PAGE EXCERPT:
● ● ●

1. A method for protecting a wellbore comprising:
identifying a parent wellbore and a child wellbore;
identifying a parent well stage along the parent wellbore that has the potential to interact with a child well stage along the child wellbore while the child well stage undergoes hydraulic fracturing, wherein the parent well stage is a length of the parent wellbore that is less than the entire length of the parent wellbore, wherein the child well stage is a length of the child wellbore that is less than the entire length of the child wellbore, wherein an axial plane is perpendicular to a longitudinal axis of the child wellbore, and wherein the axial plane of the child well stage intersects the parent well stage;
pumping a treatment fluid downhole to the parent well stage for pressurizing the parent well stage to a pressure that is equal to or greater than a pressure in the child well stage while the child well stage undergoes hydraulic fracturing;
maintaining the pressure in the parent well stage that is equal to or greater than the pressure in the child well stage while the child well stage undergoes hydraulic fracturing, wherein maintaining the pressure in the parent well stage further comprises adjusting an output rate of the treatment fluid based on a pressure change detected in the parent well stage;
identifying a second parent well stage along the parent wellbore that has the potential to interact with a second child well stage along the child wellbore while the second child well stage undergoes hydraulic fracturing;
pumping the treatment fluid downhole to the second parent well stage for pressurizing the second parent well stage to a pressure that is equal to or greater than a pressure in the second child well stage while the second child well stage undergoes hydraulic fracturing; and
maintaining the pressure in the second parent well stage that is equal to or greater than the pressure in the second child well stage while the second child well stage undergoes hydraulic fracturing.
14. A method for protecting a wellbore comprising:
identifying a parent wellbore and a child wellbore;
identifying a plurality of parent well stages within the parent wellbore, wherein each parent well stage of the plurality of parent well stages have a potential to interact with at least one corresponding child well stage within the child wellbore as the child wellbore undergoes hydraulic fracturing, wherein each parent well stage of the plurality of parent well stages is a length of the parent wellbore that is less than the entire length of the parent wellbore, wherein the at least one corresponding child well stage is a length of the child wellbore that is less than the entire length of the child wellbore, wherein an axial plane is perpendicular to a longitudinal axis of the child wellbore, and wherein the plurality of parent well stages lies in substantially the same axial plane as the at least one corresponding child well stage;
pressurizing an identified first parent well stage to a pressure that is greater than the pressure in the at least one corresponding child well stage while the at least one corresponding child well stage undergoes hydraulic fracturing by pumping a treatment fluid downhole to the identified first parent well stage using a pinpoint stimulation system;
maintaining the pressure in the identified first parent well stage that is greater than the pressure in the at least one corresponding child well stage while the at least one corresponding child well stage undergoes the hydraulic fracturing;
moving the pinpoint stimulation system to pressurize an identified second plurality of parent well stages that has the potential to interact with at least one corresponding second child well stage to the pressure that is greater than the pressure in the at least one corresponding second child well stage while the at least one corresponding second child well stage undergoes hydraulic fracturing by pumping the treatment fluid downhole to the identified second plurality of parent well stages using the pinpoint stimulation system; and
maintaining the pressure in the identified second plurality of parent well stages that is greater than the pressure in the at least one corresponding second child well stage while the at least one corresponding second child well stage undergoes the hydraulic fracturing.

● ● ●

THE RECORDS:
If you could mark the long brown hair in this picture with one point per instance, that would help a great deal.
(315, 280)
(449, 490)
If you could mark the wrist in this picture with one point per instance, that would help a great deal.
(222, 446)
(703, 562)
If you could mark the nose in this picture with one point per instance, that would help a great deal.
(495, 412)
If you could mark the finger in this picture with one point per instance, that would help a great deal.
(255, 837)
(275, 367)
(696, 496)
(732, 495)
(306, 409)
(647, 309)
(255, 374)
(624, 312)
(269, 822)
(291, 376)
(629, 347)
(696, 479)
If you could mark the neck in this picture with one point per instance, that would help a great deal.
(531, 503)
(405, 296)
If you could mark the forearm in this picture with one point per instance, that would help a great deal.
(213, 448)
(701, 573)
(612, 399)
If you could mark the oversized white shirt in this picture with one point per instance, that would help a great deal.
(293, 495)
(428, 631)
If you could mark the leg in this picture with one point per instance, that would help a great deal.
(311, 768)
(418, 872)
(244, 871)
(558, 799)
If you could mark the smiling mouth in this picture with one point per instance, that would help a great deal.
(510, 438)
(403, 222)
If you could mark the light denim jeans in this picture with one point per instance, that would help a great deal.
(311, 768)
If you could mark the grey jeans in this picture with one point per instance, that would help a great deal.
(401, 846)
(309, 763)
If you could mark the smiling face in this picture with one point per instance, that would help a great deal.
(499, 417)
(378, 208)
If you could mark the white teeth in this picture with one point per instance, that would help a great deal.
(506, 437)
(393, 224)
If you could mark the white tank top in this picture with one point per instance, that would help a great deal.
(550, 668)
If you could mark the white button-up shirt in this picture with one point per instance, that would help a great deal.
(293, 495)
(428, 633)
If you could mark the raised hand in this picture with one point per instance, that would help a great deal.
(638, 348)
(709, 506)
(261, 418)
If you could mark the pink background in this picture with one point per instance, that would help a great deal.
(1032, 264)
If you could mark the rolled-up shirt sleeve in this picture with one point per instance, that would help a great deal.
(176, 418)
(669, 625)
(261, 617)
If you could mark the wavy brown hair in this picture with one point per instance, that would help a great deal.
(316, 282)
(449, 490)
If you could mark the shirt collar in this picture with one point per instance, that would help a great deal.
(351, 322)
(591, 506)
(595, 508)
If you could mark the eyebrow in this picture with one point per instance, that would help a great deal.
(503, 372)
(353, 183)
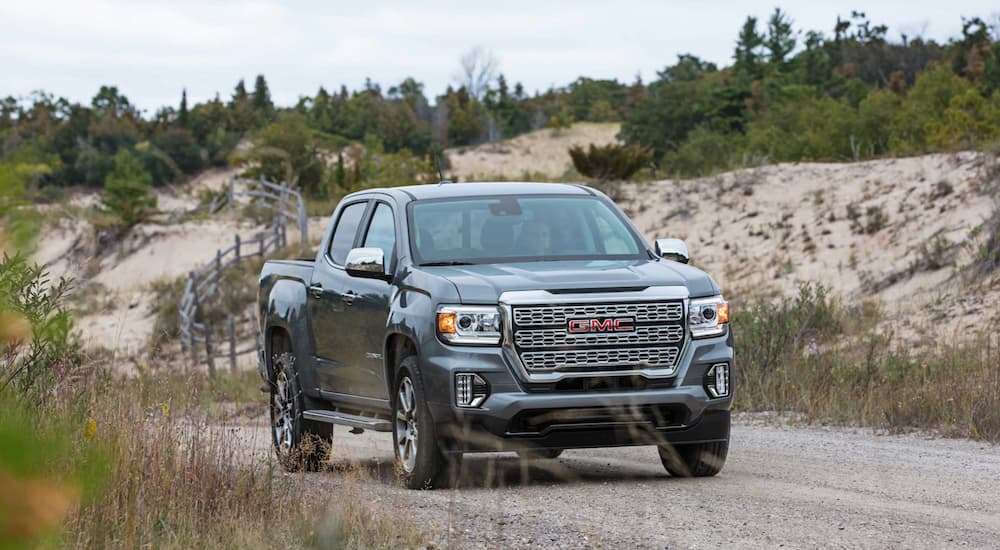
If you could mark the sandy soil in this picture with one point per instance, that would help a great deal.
(782, 486)
(524, 157)
(769, 229)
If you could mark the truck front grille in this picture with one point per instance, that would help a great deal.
(544, 343)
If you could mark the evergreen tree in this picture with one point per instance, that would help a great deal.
(261, 96)
(182, 113)
(748, 46)
(780, 38)
(239, 94)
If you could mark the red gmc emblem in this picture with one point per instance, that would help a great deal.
(606, 324)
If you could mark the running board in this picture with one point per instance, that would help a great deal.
(353, 420)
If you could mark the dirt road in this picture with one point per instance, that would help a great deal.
(782, 486)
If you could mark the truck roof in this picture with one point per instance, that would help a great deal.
(473, 189)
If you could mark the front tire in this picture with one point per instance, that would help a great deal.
(298, 443)
(696, 460)
(419, 461)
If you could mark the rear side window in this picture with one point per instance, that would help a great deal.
(346, 230)
(382, 231)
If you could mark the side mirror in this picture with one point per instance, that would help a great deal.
(368, 263)
(672, 249)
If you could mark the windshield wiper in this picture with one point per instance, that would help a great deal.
(446, 262)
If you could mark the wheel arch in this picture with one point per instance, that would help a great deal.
(397, 346)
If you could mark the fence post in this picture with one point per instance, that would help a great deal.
(209, 358)
(193, 313)
(303, 226)
(237, 249)
(232, 343)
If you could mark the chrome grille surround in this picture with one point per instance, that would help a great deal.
(600, 358)
(557, 315)
(545, 352)
(648, 334)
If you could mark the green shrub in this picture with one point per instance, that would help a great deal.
(833, 363)
(610, 162)
(127, 193)
(38, 347)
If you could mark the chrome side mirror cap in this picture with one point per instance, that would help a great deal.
(366, 262)
(672, 249)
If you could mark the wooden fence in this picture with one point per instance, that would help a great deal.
(204, 338)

● ● ●

COMPLETE THE FOLLOWING:
**A.** In the wellbore protection claims, what does claim 14 use to pump treatment fluid downhole to the identified first parent well stage?
**B.** Rewrite everything in the records from the line containing "If you could mark the green" down to the end of the records, requests included, with 84 added to every coordinate.

SOLUTIONS FOR EACH TASK:
**A.** A pinpoint stimulation system.

**B.**
If you could mark the green shrub in this picture with one point per instance, that would help a great deal.
(917, 447)
(694, 246)
(211, 277)
(122, 431)
If you could mark the chrome side mirror cap in this picture with one point per instance, that would help a great deal.
(450, 346)
(756, 333)
If you could mark the wooden fence in this picture with one point per instance, that would help a great deal.
(288, 422)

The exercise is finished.